Фрагмент текста
--------------------------------------------------

Несмотря на совпадение не только отдельных мотивов, но сюжета как такового, диапазон этих рассказов, от благочестивой легенды до веселой сказки, чрезвычайно велик. Такую функциональную двойственность материала, его потенцию к созданию рассказов разных тенденций мы видим во всех легендах, бывальщинах и сказках о чёрте. Одна лишь быличка, повествующая о лично пережитом, потрясшем рассказчика страшном случае, далека от игры, серьезна и таинственна. В остальном же переход от легенды к сказке происходит с необычайной легкостью. Таковы легенды о том, как дьяволы в отместку пустыннику, помешавшему им ходить обедать к царю, пытались при помощи женщины соблазнить праведного старца. В последнюю минуту пустынник перекрестился, и дьяволы отступились. Недаром этот легендарный сюжет контаминируется в опубликованном Афанасьевым варианте из собрания В.И. Даля с явной сказкой о том, как чёрт переделывает в кузнице старых на молодых и подбивает на это пустынника.
Шутливый характер этих, в основе своей религиозных, легенд подчеркивается рядом комических деталей, реплик, ситуаций. Например, в легенде, записанной самим А.Н. Афанасьевым в Воронежской губернии, пустынник, закрестив чёрта в пустом орехе, заставляет его петь «ангельские гласы». Несообразность этого издевательского озорства пустынника находит в легенде следующее объяснение: «Вить черти-то прежде были ангелы, оттого они и знают ангельские гласы».
На юмористические моменты в народных сказках о чёрте обратил внимание А.Н. Афанасьев. Приведя рассказ о том, как солдат учил чёрта своему ремеслу, ездил на нем на побывку в Иркутскую губернию, и, пересказав сказку о мужике, который продал свою душу чёрту и поставил его вместо себя в рекруты, он пишет: «Вообще следует заметить, что в большей части народных русских сказок, в которых выводится на сцену нечистый дух, преобладает шутливо-сатирический тон».
В фольклорной несказочной прозе легендарный образ чёрта явно уступает образу менее романтическому, бытовому, повседневному. Много рассказов существовало повсеместно о самоубийствах по наущению чёрта, о том, как он водит пьяных, проклятых, как под видом кума завел мужика в сугроб, под видом кума же пьет с мужиком водку, в образе сына водит пьяного старика и т.д. Нередко чёрт изображался наподобие семейного человека, в окружении бытовой крестьянской обстановки, хотя обитал в аду. Например, А. Балов в Ярославской губернии записал рассказ о том, как чёрт справлял поминки по теще. При этом он умилился на нюхателей табака, которые «плакали» по теще, и выгнал курильщиков, которые «заплевали» покойницу.

--------------------------------------------------

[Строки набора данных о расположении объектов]
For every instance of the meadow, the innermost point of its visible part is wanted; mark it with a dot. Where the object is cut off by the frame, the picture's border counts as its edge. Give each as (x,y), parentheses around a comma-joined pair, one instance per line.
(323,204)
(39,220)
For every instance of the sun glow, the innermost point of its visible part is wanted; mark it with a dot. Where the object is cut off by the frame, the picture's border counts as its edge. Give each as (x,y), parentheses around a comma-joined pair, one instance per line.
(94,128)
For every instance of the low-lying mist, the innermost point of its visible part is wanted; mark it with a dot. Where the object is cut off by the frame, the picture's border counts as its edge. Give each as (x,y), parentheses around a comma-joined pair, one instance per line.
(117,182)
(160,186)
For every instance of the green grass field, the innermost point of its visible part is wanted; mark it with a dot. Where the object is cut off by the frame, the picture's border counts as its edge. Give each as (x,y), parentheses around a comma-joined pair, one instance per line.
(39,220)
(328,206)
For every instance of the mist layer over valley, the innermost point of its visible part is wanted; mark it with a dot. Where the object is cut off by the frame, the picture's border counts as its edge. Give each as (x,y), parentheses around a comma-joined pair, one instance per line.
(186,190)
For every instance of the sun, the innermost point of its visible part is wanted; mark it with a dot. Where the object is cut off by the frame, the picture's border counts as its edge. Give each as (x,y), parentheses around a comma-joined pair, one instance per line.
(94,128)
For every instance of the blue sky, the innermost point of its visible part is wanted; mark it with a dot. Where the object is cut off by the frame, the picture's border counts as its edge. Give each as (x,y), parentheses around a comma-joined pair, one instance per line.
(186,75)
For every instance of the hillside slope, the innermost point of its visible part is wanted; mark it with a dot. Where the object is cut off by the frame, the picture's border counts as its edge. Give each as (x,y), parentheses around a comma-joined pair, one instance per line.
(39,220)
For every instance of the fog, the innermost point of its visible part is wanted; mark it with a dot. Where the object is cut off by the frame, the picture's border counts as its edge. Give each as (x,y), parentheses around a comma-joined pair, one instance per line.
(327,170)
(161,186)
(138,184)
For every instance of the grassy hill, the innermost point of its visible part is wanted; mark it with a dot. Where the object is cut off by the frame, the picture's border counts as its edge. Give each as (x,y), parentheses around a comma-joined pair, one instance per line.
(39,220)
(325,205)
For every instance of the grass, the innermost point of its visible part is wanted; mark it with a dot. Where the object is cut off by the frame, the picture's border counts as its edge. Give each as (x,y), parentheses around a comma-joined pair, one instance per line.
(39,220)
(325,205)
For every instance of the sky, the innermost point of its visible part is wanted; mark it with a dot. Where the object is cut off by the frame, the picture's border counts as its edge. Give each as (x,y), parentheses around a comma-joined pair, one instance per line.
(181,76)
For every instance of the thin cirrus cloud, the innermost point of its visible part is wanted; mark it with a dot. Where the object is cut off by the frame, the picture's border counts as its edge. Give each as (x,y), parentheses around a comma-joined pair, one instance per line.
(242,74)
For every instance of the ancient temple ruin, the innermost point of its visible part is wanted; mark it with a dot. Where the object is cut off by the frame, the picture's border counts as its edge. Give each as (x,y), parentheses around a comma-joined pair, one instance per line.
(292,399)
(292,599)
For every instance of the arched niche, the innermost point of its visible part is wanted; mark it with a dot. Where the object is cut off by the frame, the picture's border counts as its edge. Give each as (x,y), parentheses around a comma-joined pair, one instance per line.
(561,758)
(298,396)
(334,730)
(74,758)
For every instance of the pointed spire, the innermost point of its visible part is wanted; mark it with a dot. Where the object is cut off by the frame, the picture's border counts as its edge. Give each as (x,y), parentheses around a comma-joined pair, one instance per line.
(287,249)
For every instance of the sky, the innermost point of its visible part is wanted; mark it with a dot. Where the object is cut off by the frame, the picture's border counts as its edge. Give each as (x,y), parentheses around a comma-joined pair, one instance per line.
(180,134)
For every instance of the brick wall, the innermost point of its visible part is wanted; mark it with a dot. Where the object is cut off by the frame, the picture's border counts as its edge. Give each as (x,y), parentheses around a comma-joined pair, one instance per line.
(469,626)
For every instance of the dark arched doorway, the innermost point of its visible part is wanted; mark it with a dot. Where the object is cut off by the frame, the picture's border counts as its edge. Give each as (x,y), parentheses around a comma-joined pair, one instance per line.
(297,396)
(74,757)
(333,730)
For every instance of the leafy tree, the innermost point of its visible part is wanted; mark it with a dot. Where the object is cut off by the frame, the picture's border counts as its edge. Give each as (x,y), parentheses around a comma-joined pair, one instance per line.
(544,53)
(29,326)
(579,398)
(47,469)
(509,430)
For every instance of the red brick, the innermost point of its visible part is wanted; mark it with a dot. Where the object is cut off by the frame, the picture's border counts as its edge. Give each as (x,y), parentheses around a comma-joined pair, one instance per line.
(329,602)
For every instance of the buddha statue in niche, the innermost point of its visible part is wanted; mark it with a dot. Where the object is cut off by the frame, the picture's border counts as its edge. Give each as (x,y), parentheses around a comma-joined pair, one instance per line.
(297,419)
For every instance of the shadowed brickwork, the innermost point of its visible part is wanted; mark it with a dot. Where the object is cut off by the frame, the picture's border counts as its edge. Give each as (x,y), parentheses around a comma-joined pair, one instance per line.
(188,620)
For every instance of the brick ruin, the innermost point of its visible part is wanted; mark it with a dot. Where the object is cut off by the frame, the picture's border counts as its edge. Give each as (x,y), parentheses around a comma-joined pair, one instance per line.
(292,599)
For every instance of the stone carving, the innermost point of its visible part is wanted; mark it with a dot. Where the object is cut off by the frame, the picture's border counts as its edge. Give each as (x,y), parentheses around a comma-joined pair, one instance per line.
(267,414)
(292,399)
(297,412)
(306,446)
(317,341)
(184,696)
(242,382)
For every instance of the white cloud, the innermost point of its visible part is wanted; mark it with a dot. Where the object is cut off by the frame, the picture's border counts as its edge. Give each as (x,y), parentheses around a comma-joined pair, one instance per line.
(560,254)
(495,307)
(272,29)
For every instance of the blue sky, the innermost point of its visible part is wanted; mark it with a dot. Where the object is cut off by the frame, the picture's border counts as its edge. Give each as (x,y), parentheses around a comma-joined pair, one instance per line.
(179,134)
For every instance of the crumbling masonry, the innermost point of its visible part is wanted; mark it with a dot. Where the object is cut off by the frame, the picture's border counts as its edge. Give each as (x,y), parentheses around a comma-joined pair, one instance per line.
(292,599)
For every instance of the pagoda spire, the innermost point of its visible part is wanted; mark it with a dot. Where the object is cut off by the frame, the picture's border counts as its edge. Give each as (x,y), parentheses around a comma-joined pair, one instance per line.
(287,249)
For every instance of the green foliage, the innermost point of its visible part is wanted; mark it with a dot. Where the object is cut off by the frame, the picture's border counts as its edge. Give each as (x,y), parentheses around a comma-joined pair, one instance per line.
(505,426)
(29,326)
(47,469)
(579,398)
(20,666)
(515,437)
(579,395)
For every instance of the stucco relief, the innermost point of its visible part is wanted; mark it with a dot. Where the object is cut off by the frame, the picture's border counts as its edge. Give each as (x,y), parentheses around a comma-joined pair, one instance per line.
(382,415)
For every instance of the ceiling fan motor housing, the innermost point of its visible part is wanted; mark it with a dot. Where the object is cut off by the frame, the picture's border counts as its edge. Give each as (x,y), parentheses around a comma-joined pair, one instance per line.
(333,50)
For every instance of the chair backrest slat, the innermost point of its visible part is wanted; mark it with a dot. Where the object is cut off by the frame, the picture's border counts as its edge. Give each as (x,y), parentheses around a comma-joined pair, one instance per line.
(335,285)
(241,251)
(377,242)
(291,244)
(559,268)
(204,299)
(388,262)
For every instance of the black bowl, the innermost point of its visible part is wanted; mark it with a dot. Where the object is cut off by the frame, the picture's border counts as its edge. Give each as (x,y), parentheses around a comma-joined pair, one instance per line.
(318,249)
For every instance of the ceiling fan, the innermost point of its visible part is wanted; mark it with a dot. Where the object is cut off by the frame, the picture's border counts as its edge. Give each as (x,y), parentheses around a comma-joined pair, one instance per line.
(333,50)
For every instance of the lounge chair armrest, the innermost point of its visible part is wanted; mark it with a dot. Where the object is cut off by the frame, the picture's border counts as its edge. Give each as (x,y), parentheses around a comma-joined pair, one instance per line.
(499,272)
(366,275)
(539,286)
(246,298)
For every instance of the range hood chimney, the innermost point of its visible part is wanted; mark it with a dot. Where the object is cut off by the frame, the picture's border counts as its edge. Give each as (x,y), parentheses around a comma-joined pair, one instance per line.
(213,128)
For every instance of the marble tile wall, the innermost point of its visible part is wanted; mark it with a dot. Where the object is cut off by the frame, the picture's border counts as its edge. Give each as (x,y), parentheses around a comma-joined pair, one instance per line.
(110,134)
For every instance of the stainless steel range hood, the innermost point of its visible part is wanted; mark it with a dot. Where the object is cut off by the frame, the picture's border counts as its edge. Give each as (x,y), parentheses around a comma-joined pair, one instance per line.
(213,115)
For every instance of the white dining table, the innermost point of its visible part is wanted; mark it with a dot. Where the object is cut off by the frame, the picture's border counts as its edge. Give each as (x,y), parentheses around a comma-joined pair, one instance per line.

--------------------------------------------------

Задания
**A.** Какие губернии упоминаются во фрагменте о чёрте в народной прозе? Назовите все.
**B.** Продолжите фрагмент о чёрте в народной прозе, начав сразу после его последнего предложения.

Ответы по заданиям
**A.** Воронежская губерния, Иркутская губерния, Ярославская губерния.

**B.**
Помимо подлинных легенд, о происхождении чертей бытуют полулегенды-полусказки, где их происками объясняется появление на земле вина, табака, иногда картофеля. Немудрено, что эти легенды легко переходят в сказку: Чертенок избежал наказания, обещав Вельзевулу души соблазненных им людей. Он нанимается в работники, по его наущению строится винокуренный завод. Чертенок прощен, а водка осталась в миру.
Сон богача. Лубок середины XIX в.
В Орловской губернии также бытовал любопытный, явно поздний по происхождению рассказ о том, как чёрт изобрел вино. Он сделал снаряды, стал гнать водку, напустил по всему небу дыму. Апостолы перепились. Тогда бог прогнал дьявола «в три шеи». Он провалился вместе со своим паровиком – с этого времени и образовался первый винокуренный завод на земле.
В Тульской губернии считали, что в законный брак черти не вступают, потому что у них нет священника и некому венчать. Вихрь черти поднимают во время пляски после попойки. Живут черти на небе, местожительство их от ангелов отделено глухой каменной стеной. Там же считали, что черти вместо хлеба едят листовой табак и запивают водкой.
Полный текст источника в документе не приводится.